• Problem description:
Render every line of the listing below as a JSON array of strings, one string per line, skipping blank lines. Leave out the pictures.

******************************

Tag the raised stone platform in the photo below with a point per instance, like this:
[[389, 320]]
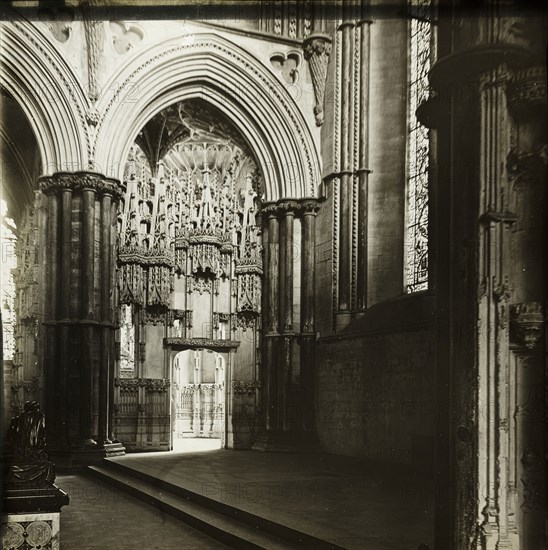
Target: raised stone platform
[[328, 501], [68, 457]]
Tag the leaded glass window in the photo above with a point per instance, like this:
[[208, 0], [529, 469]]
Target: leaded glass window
[[9, 263], [416, 242]]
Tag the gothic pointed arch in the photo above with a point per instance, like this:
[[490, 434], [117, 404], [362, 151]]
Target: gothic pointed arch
[[216, 70], [40, 80]]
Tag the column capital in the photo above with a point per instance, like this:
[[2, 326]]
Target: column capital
[[527, 324], [526, 92], [309, 206], [80, 181], [317, 49]]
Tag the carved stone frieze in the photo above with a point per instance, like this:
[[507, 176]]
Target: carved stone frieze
[[78, 181], [317, 49], [527, 322], [245, 387]]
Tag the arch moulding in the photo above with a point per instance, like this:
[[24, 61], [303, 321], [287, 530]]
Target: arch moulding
[[216, 70], [39, 79]]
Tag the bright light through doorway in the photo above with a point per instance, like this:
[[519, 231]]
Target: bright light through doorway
[[195, 444]]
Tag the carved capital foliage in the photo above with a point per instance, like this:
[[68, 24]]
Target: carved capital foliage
[[132, 385], [526, 93], [80, 181], [317, 49], [527, 322], [200, 343]]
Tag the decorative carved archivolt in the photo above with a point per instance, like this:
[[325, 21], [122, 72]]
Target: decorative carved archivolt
[[527, 322], [317, 49], [125, 36], [288, 65], [527, 169], [59, 21], [132, 385]]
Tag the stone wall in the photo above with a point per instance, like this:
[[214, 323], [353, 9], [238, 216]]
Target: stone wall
[[376, 385]]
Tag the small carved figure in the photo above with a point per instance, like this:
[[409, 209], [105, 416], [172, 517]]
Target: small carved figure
[[28, 463]]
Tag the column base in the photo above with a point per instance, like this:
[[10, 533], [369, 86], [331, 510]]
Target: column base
[[286, 442], [68, 457]]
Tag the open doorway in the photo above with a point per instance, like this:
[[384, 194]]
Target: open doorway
[[198, 400]]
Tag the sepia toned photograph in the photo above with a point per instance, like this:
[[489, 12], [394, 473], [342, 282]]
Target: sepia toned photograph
[[274, 274]]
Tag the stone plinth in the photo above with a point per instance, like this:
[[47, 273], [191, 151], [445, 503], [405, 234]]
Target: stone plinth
[[30, 518]]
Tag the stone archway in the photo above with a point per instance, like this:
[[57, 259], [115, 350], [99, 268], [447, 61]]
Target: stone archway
[[233, 81]]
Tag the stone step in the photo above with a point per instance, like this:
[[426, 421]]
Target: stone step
[[232, 526]]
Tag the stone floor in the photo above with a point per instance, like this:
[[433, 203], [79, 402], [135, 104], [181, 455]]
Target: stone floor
[[353, 503], [102, 518]]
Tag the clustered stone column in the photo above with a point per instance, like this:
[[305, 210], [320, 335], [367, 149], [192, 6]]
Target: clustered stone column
[[351, 165], [79, 361], [280, 333], [490, 282]]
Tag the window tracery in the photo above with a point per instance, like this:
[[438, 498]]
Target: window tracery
[[416, 242]]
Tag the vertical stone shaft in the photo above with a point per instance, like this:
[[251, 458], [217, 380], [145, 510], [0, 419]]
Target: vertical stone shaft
[[286, 317], [78, 373], [271, 332], [65, 331], [105, 357], [345, 234]]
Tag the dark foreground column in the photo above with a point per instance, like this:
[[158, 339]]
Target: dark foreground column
[[79, 361]]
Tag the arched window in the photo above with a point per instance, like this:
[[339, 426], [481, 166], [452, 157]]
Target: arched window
[[127, 343], [420, 60]]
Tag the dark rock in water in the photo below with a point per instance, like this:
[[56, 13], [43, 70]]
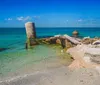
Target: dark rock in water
[[30, 43], [75, 33], [30, 30], [53, 40], [68, 44], [63, 44], [3, 49], [58, 41]]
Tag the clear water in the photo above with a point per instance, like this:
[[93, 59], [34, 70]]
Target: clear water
[[16, 56]]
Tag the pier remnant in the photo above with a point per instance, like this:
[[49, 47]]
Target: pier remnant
[[30, 30], [31, 34]]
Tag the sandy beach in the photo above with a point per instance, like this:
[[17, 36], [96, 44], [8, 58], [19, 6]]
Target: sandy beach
[[58, 76]]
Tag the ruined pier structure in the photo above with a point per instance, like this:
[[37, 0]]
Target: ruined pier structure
[[31, 34]]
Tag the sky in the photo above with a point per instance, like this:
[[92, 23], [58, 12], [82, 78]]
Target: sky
[[50, 13]]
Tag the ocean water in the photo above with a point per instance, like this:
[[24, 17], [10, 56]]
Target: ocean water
[[15, 56]]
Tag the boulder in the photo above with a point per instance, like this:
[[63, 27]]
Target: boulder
[[96, 42], [58, 41], [75, 33]]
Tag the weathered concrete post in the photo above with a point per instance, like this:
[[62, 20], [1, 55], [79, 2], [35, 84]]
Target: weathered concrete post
[[31, 34], [30, 30]]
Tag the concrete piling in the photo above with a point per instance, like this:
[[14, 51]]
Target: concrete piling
[[31, 35]]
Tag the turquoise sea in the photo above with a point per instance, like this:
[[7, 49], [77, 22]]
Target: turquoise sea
[[15, 56]]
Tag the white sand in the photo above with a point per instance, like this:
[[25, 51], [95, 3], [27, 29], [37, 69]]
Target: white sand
[[59, 76]]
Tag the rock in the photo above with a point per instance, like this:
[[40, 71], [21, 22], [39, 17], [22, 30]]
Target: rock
[[31, 35], [30, 30], [68, 44], [87, 41], [96, 42], [53, 40], [75, 33]]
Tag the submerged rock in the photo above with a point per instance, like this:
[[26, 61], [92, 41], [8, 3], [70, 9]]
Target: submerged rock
[[75, 33], [96, 42], [3, 49]]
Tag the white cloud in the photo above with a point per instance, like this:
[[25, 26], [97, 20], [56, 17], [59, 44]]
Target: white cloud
[[23, 18], [36, 17], [8, 19]]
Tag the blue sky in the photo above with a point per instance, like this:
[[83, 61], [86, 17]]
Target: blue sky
[[50, 13]]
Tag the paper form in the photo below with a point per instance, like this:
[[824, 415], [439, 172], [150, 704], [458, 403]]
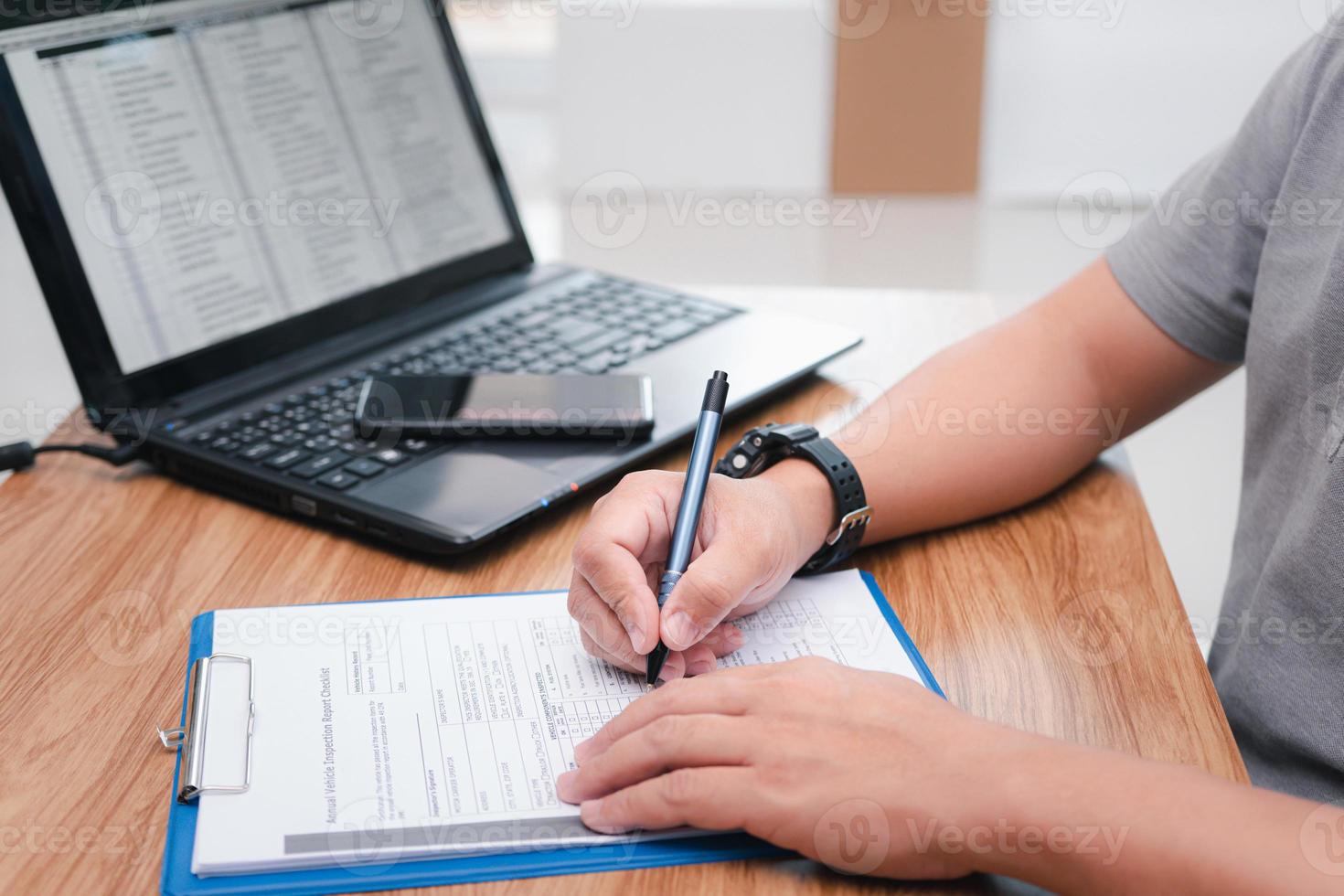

******************************

• Result for this exercise:
[
  "Tag the raised stone platform in the photo below with a point per instance, like this:",
  "[[389, 320]]",
  "Target: raised stone platform",
  "[[328, 501], [68, 457]]",
  "Tag the leaded glass window in the photo above with a point per instance, like this:",
  "[[208, 0], [529, 469]]",
  "Target: leaded glass window",
  "[[9, 263], [416, 242]]",
  "Tag the gothic pointed arch in the photo above with a point per instance, like this:",
  "[[490, 434], [117, 404], [362, 151]]",
  "Target: gothic pointed arch",
  "[[216, 70], [40, 80]]",
  "Tag the column capital in the photo above with a point per instance, like this:",
  "[[2, 326]]",
  "Target: column capital",
  "[[527, 324], [526, 92], [309, 206], [80, 181], [317, 49]]",
  "Tag the carved stone frieze in the photo above with a point per instance, like this:",
  "[[507, 176]]",
  "Target: carved stone frieze",
  "[[78, 181], [317, 49], [527, 322], [245, 387]]",
  "Tag the arch moulding in the photo above with a point per instance, like this:",
  "[[24, 61], [303, 321], [287, 530]]",
  "Target: arch moulding",
  "[[216, 70], [39, 79]]",
  "Tag the bright light through doorway in the photo above with a point per instance, like this:",
  "[[519, 231]]",
  "Target: bright light through doorway",
  "[[195, 444]]",
  "Tag the carved capital foliage in the photo above with a point per instance, like this:",
  "[[68, 24]]",
  "Target: carved capital foliage",
  "[[132, 385], [526, 93], [80, 181], [317, 49], [527, 322], [200, 343]]",
  "Tag the decorative carved archivolt in the photo above with a point per instance, like this:",
  "[[325, 21], [122, 72]]",
  "Target: decorative carved archivolt",
  "[[527, 322], [317, 49], [125, 36], [288, 65], [527, 169], [59, 21], [132, 385]]",
  "Tag the stone wall in the photo above with a point per instance, like this:",
  "[[214, 323], [353, 9], [238, 216]]",
  "Target: stone wall",
  "[[376, 385]]",
  "Tag the small carved figure in the photo above with a point per instance, like this:",
  "[[409, 209], [105, 416], [172, 517]]",
  "Target: small carved figure",
  "[[28, 463]]",
  "Tag the column base in the photo above with a point per instance, like this:",
  "[[10, 533], [369, 86], [331, 510]]",
  "Target: column base",
  "[[286, 442], [68, 457]]",
  "Tag the open doorway in the photo above with a point per instance, like this:",
  "[[384, 194]]",
  "Target: open doorway",
  "[[198, 400]]",
  "Tag the sepia toned photograph in the photo above with a point per instance, like this:",
  "[[489, 12], [394, 473], [342, 282]]",
  "Target: sepia toned photograph",
  "[[274, 274]]",
  "Tag the stone plinth in the photo above with a point per instance, like this:",
  "[[47, 273], [191, 151], [445, 503], [405, 234]]",
  "Target: stone plinth",
  "[[30, 518]]",
  "Tag the stone archway in the photo above with a point per instance, like this:",
  "[[57, 259], [115, 350], [99, 268], [447, 61]]",
  "Target: stone archway",
  "[[233, 81]]",
  "Tag the stone step in the photo above with a point per instance, like this:",
  "[[426, 421]]",
  "Target: stone step",
  "[[232, 526]]",
  "Tag the stone floor in the photo above with a point per instance, like this:",
  "[[433, 203], [79, 402], [135, 104], [181, 455]]",
  "Target: stone floor",
  "[[353, 503], [102, 518]]",
  "Tag the clustered stone column in the photo above with a point per instance, like this:",
  "[[305, 210], [320, 335], [367, 149], [192, 6]]",
  "Target: clustered stone column",
  "[[351, 165], [79, 361], [280, 333], [490, 282]]",
  "Tag the window tracery in the photo above with a point per instance, like this:",
  "[[438, 498]]",
  "Target: window tracery",
  "[[416, 242]]",
  "Tag the vertical stone shaft in the photo above with a point per instance, like this:",
  "[[251, 458], [217, 380], [145, 510], [0, 419]]",
  "Target: vertical stone shaft",
  "[[286, 317], [78, 373], [271, 332], [65, 331], [105, 357], [345, 234]]",
  "Tag the dark foreground column in the photo above with a point per instance, like this:",
  "[[158, 339]]",
  "Target: dark foreground column",
  "[[79, 361]]",
  "Tag the arched window in the photo above with a point per instance, like this:",
  "[[339, 426], [481, 166], [452, 157]]",
  "Target: arched window",
  "[[127, 343], [420, 60]]",
  "Tag the dark rock in water in the photo below with a point per instance, like this:",
  "[[56, 13], [43, 70]]",
  "Target: dark rock in water",
  "[[30, 43], [75, 33], [30, 30], [53, 40], [68, 44], [63, 44], [3, 49], [58, 41]]",
  "Tag the clear water in the photo above with a point per instance, like this:",
  "[[93, 59], [34, 70]]",
  "Target: clear water",
  "[[16, 56]]",
  "Tag the pier remnant in the photo above with a point per instance, like this:",
  "[[49, 47]]",
  "Target: pier remnant",
  "[[30, 30], [31, 34]]",
  "Tag the sandy beach in the photo above with a point per instance, like this:",
  "[[17, 36], [96, 44], [8, 58], [19, 6]]",
  "Target: sandy beach",
  "[[58, 76]]",
  "Tag the ruined pier structure in the photo above with a point per instance, like this:",
  "[[37, 0]]",
  "Target: ruined pier structure",
  "[[31, 34]]",
  "Tag the sky in the photo above with a point per instance, like this:",
  "[[92, 23], [58, 12], [82, 78]]",
  "Target: sky",
  "[[50, 13]]",
  "Tag the ocean water in the photo above with a point per instance, like this:",
  "[[24, 17], [10, 56]]",
  "Target: ocean water",
  "[[15, 56]]",
  "Tag the boulder in the photo above with a point per instance, like this:",
  "[[63, 27]]",
  "Target: boulder",
  "[[96, 42], [58, 41], [75, 33]]",
  "Tag the weathered concrete post in the photo above with a point per instance, like this:",
  "[[62, 20], [1, 55], [79, 2], [35, 84]]",
  "Target: weathered concrete post",
  "[[31, 34], [30, 30]]",
  "Tag the concrete piling in the photo above with a point per instance, like this:",
  "[[14, 51]]",
  "Target: concrete piling",
  "[[31, 35]]",
  "Tag the turquoise sea in the photo above with a point per instance, like this:",
  "[[7, 49], [77, 22]]",
  "Target: turquoise sea",
  "[[15, 56]]",
  "Tag the white sand in the photo above with a point per instance, like this:",
  "[[25, 51], [95, 3], [27, 29], [37, 69]]",
  "Target: white sand",
  "[[59, 76]]",
  "Tag the rock in the photo above with a point per instance, like this:",
  "[[40, 71], [21, 22], [39, 17], [22, 30]]",
  "Target: rock",
  "[[31, 35], [30, 30], [68, 44], [87, 41], [96, 42], [53, 40], [75, 33]]",
  "Tag the submerged rock in the photo above with a point per instance, like this:",
  "[[26, 61], [92, 41], [8, 3], [70, 9]]",
  "Target: submerged rock",
  "[[75, 33], [96, 42], [3, 49]]",
  "Tag the white cloud in the photo above with a point per instance, like this:",
  "[[25, 26], [97, 20], [56, 17], [59, 44]]",
  "Target: white cloud",
  "[[23, 18], [36, 17], [8, 19]]",
  "Tag the blue sky in the photo above with a point per instance, like this:",
  "[[83, 61], [86, 17]]",
  "Target: blue sky",
  "[[50, 13]]",
  "Tag the paper form in the photo below with a point per instance, like this:",
  "[[824, 415], [439, 172], [150, 704], [458, 403]]"
]